● **WHAT THE TASK REQUIRES**: Can you retype everything from "With CGNAT becoming" down to "in Boston, etc." in the comment thread about CGNAT and IPv6 below, keeping every word and mark unchanged?

While exits matter to avoid countries with a nation-wide firewall, the geoip industry is a scourge.

If an ISP wants to help their users avoid geoblocking via https://www.rfc-editor.org/rfc/rfc8805.html more power to them.

londons_explore 11 hours ago | parent | next [-]

With CGNAT becoming more widespread, formats like this might need expansion to include location data for ports. Ie. Port 10,000-20,000 are consumers in New york, port numbers 20000-30000 are in Boston, etc.

raggi 10 hours ago | parent | next [-]

Do you have actual evidence of this? What ASN operates this way?

kalaksi 10 hours ago | parent | prev [-]

Sounds awful, though. Maybe we should get more widespread usage for IPv6 instead.

sgjohnson 9 hours ago | parent [-]

Yes. I’ll never forgive IETF for standardizing CGNAT back in 2013. They should have just said “no, deploy IPv6 with a transition technology”.

If that had happened, IPv4 would likely already could be regarded as a relic of the past.

kortilla 8 hours ago | parent [-]

The ietf standardization was irrelevant so I would give them some slack. ISPs were using CGNAT already in a widespread fashion. The ietf just said, “if we’re gonna do this shit, at least stay out of the blocks used by private networks”.

● **MATERIAL PROVIDED**:
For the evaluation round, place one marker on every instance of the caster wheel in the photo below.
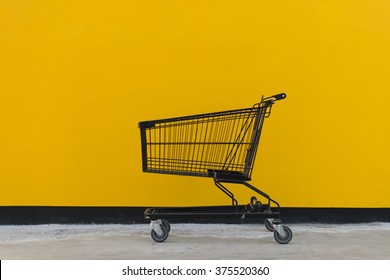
(268, 225)
(166, 224)
(283, 239)
(160, 237)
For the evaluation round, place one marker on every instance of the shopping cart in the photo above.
(220, 145)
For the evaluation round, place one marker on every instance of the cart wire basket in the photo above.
(220, 145)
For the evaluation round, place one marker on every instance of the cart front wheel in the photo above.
(160, 237)
(269, 225)
(283, 239)
(166, 224)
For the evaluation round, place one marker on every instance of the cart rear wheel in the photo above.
(160, 237)
(269, 225)
(166, 224)
(283, 239)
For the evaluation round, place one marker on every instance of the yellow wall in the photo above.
(77, 76)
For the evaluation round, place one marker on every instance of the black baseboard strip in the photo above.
(24, 215)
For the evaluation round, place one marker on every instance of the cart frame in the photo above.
(221, 145)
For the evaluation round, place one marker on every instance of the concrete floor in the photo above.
(195, 241)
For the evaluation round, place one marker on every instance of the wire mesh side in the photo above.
(203, 145)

● **CORRECT RESPONSE**:
With CGNAT becoming more widespread, formats like this might need expansion to include location data for ports. Ie. Port 10,000-20,000 are consumers in New york, port numbers 20000-30000 are in Boston, etc.